**THINGS TO DO**
#1 In two sentences, summarize the text on frontier model release cadence.
#2 Print everything in the text on frontier model releases from "To isolate acceleration, here's" down to "bend = accelerating cadence.".

**EXCERPTED TEXT**
────────────────────
Cumulative count of major frontier model releases per lab, Q1 2023 to Q2 2026. Slope is cadence. Sources in notes [2].

Methodology & caveats

The thing to look at is which lines are bending. Anthropic and OpenAI don't just have the steepest slopes, their slopes increase toward the right. Google sat nearly flat through 2025, then sprinted in Q2 2026. Meta plateaued after Llama 4 in April 2025 and hasn't shipped a frontier model since. DeepSeek runs a steady quarterly cadence without accelerating.

To isolate acceleration, here's the annualized release rate, a trailing four-quarter window. On this view a flat horizontal line means constant cadence; an upward-bending line means accelerating cadence.

Anthropic OpenAI Google Meta DeepSeek
Annualized rate Q2 2026: Anthropic 6, OpenAI 5, Google 4, Meta 0, DeepSeek 2.

Annualized release rate, trailing four-quarter window. Flat line = linear cadence. Upward bend = accelerating cadence.

Two labs bend up. Three don't. Anthropic roughly tripled its annualized rate over the window; OpenAI more than doubled. Google held flat until a 2026 catch-up; Meta is in decline.


The recursion argument

There's a deflationary reading where this is just spending and headcount, and the cadence gap won't compound. The argument that it does compound rests on a specific loop: the labs use their own products to build their successors. Anthropic engineers use Claude Code to write training and eval infrastructure for the next Claude. OpenAI uses Codex on Codex. Each release improves the harness that produces the next release, so the next one ships sooner and better.

Note what this is and isn't. The deployed model is frozen between versions, so there's no online learning happening inside the weights. The recursion is at the level of the organization, not the model. Call it offline RSI: the loop closes across release cycles rather than within a forward pass. That's a much weaker claim than "self-improving AI," and it's the one the chart is actually consistent with.

Two other things landed in the same window that the recursion reading predicts. First, compute efficiency: Tri Dao's FlashAttention-4 hit 71% utilization on NVIDIA B200 in March 2026 [3], and Mamba-3, from the same group, was explicitly designed inference-first rather than training-first [4]. Cheaper training and inference per cycle means more cycles per quarter. Second, talent concentration: in the week of June 19, Noam Shazeer (Transformer co-author) joined OpenAI to lead architecture research, and John Jumper (AlphaFold, 2024 Nobel) left Google DeepMind for Anthropic [5]. Talent is flowing toward the labs already shipping fastest.
────────────────────
(Collection entries)
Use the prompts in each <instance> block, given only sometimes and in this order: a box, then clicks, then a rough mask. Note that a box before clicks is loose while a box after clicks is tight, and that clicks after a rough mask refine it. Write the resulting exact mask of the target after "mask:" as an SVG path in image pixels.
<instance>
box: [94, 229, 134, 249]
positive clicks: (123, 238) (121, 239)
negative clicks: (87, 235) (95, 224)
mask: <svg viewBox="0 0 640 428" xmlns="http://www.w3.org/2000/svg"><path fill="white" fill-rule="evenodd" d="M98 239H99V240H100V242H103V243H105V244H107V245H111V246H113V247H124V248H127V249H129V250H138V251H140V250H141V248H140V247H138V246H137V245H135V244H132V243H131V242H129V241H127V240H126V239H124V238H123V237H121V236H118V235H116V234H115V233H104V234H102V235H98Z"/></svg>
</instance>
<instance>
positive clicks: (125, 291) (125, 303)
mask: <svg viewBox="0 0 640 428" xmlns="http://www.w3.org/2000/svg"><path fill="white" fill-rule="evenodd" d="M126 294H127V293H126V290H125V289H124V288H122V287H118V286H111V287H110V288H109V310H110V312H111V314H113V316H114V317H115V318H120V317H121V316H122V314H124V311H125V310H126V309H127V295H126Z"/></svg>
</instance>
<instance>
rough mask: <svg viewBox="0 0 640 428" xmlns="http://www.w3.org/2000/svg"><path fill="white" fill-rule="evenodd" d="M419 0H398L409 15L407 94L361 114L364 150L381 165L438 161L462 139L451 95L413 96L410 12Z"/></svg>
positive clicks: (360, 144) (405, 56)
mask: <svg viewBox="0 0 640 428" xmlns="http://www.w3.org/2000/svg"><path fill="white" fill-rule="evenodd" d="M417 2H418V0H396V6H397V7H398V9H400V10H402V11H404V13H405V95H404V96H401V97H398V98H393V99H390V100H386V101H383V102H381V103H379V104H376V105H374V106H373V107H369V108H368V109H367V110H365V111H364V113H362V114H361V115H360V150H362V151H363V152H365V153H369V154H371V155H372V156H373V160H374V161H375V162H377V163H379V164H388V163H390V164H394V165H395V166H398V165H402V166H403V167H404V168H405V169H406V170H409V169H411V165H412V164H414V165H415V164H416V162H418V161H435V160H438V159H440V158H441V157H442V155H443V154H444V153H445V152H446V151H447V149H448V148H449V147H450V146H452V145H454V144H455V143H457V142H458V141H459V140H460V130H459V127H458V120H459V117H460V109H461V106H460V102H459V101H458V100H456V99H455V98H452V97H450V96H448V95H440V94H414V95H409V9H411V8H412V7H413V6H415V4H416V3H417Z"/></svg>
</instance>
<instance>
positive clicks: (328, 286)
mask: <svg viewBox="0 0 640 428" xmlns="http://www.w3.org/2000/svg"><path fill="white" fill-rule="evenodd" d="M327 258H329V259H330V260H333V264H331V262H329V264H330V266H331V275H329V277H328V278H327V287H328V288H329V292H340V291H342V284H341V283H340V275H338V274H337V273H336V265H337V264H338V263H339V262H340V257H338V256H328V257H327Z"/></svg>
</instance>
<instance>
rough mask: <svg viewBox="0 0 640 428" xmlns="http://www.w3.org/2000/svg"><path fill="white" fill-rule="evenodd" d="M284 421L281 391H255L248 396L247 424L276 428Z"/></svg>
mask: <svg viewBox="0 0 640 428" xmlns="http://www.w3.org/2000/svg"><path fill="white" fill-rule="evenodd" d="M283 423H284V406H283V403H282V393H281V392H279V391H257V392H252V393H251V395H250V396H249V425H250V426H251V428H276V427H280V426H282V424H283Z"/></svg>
────────────────────
**SOLUTIONS IN ORDER**
#1 From Q1 2023 to Q2 2026, Anthropic and OpenAI accelerated their frontier model release cadence, while Google stayed nearly flat until a 2026 catch-up, Meta has shipped no frontier model since Llama 4, and DeepSeek kept a steady quarterly pace. The case that this gap compounds rests on an organization-level loop in which labs use their own products to build their successors, which is a weaker claim than self-improving AI, and that reading is supported by gains in compute efficiency and by talent moving to the labs shipping fastest.

#2
To isolate acceleration, here's the annualized release rate, a trailing four-quarter window. On this view a flat horizontal line means constant cadence; an upward-bending line means accelerating cadence.

Anthropic OpenAI Google Meta DeepSeek
Annualized rate Q2 2026: Anthropic 6, OpenAI 5, Google 4, Meta 0, DeepSeek 2.

Annualized release rate, trailing four-quarter window. Flat line = linear cadence. Upward bend = accelerating cadence.